### EXERCISE OBJECTIVE
Please rewrite the data starting at the line that contains "If you could tag the bear's ear" and ending at the end of the data, copying every line and leaving out any pictures. Multiply only the point coordinates in the answers by 1.4 and round each result to a whole number, with halves rounded up.

(begin)

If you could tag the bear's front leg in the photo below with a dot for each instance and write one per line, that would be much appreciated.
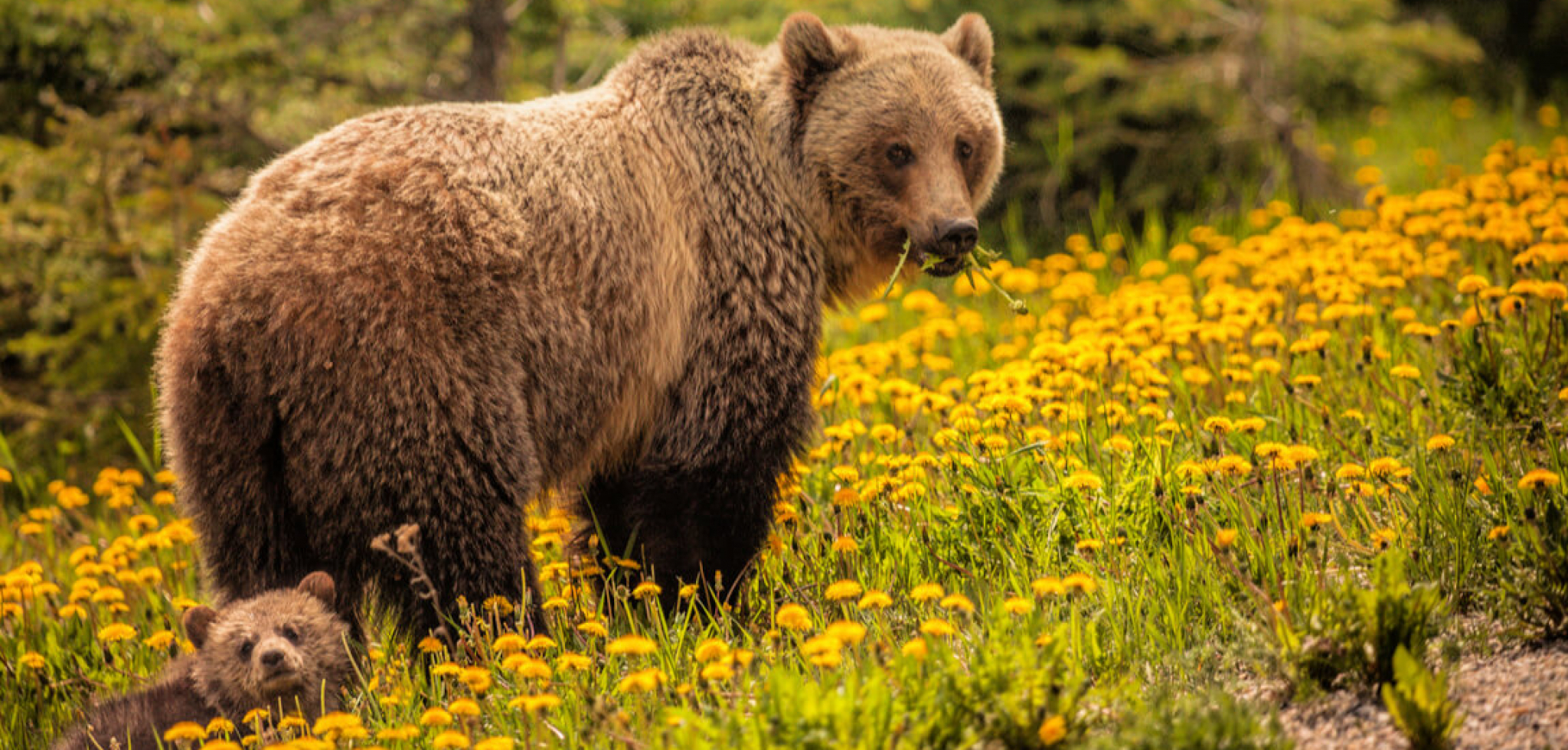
(686, 525)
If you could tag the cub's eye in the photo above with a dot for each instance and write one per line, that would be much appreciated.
(899, 154)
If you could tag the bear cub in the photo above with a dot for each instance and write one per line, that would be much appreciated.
(281, 651)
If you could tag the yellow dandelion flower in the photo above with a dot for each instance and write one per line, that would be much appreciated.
(792, 618)
(1473, 284)
(1083, 481)
(116, 631)
(709, 651)
(1080, 583)
(158, 641)
(926, 592)
(1539, 478)
(477, 678)
(1018, 606)
(573, 661)
(646, 680)
(535, 703)
(848, 633)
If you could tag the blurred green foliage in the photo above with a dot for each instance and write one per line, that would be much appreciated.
(129, 126)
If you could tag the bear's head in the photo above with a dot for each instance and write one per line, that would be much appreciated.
(281, 651)
(899, 140)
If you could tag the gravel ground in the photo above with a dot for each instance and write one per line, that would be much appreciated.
(1512, 700)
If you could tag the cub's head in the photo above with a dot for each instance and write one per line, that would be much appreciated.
(281, 651)
(900, 137)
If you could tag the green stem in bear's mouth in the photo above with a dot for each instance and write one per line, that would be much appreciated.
(975, 265)
(896, 271)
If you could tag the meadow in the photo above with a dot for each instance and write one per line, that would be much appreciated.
(1186, 465)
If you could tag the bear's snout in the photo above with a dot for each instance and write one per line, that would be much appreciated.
(276, 666)
(957, 236)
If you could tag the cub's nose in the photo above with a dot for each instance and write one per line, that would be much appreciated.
(957, 236)
(272, 658)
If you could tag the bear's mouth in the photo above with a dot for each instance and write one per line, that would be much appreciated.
(946, 266)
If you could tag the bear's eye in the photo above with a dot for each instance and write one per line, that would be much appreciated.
(899, 154)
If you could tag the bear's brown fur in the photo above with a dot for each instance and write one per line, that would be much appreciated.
(429, 315)
(281, 651)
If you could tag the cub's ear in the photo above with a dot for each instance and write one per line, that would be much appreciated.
(809, 52)
(320, 586)
(971, 41)
(198, 622)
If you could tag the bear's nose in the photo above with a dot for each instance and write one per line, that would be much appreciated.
(959, 235)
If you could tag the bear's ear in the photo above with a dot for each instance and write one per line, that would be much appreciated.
(809, 52)
(971, 41)
(198, 622)
(320, 586)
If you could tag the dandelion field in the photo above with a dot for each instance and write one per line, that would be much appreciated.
(1270, 450)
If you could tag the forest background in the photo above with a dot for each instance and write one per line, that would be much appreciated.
(127, 126)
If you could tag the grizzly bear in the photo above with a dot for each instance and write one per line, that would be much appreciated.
(281, 651)
(430, 315)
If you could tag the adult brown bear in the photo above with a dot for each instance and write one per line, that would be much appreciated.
(429, 315)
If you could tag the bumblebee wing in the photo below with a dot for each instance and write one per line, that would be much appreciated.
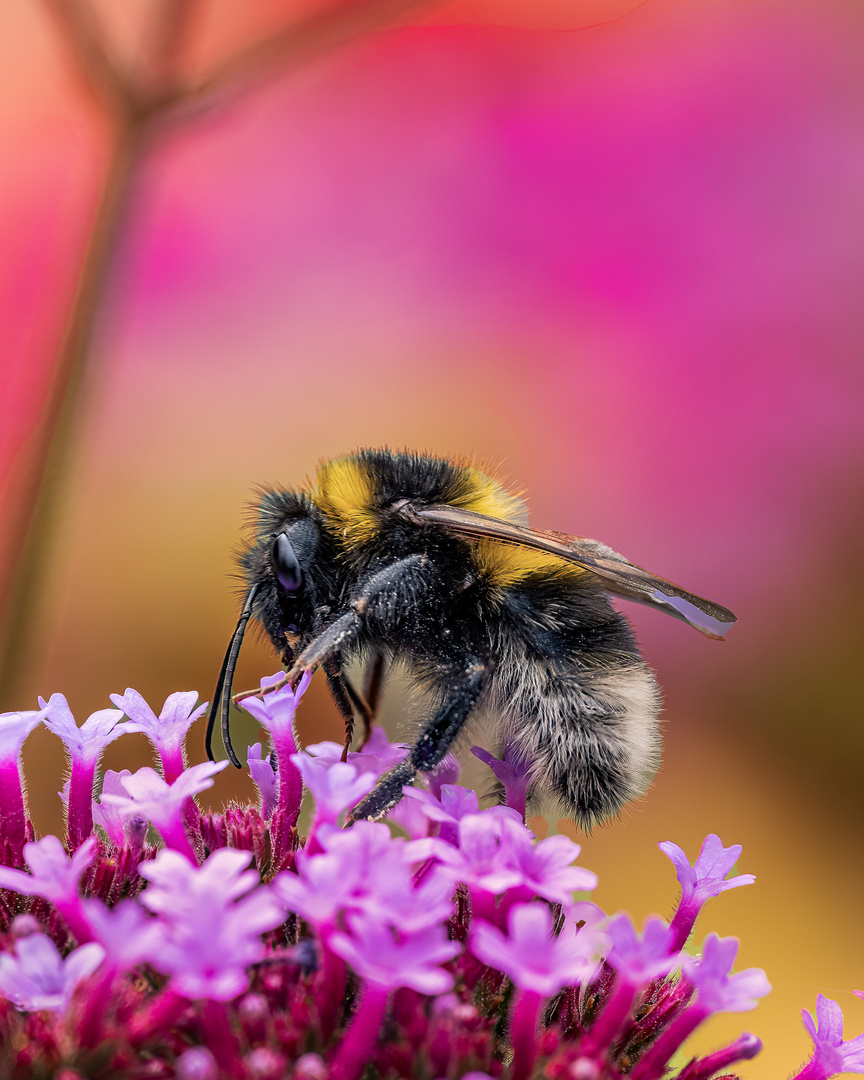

(end)

### EXERCISE ANSWER
If you could tag the bear's ear in the photo above with a dot for each instance and write one per line, that would be much appreciated.
(1133, 73)
(1359, 57)
(277, 871)
(448, 820)
If you could tag the dandelion field in the photo above with a dot for each instance and write one per line, that would be much appreciated.
(1778, 630)
If you could tag the forest background in the photo above with a dot for each instance and write one per line, that would be much appreciated.
(178, 176)
If you could tag the grizzly bear in the photo above with a dot for each instance and write one per line, that would be much appreciated.
(393, 911)
(602, 441)
If you could tag the adult brown bear in the photo above with a dot for each instance and write one per line, that would be much appreciated.
(601, 441)
If you could tag the bumblebee wing in the photo below with a dot for each instance and write one per line, that would be much appreciated.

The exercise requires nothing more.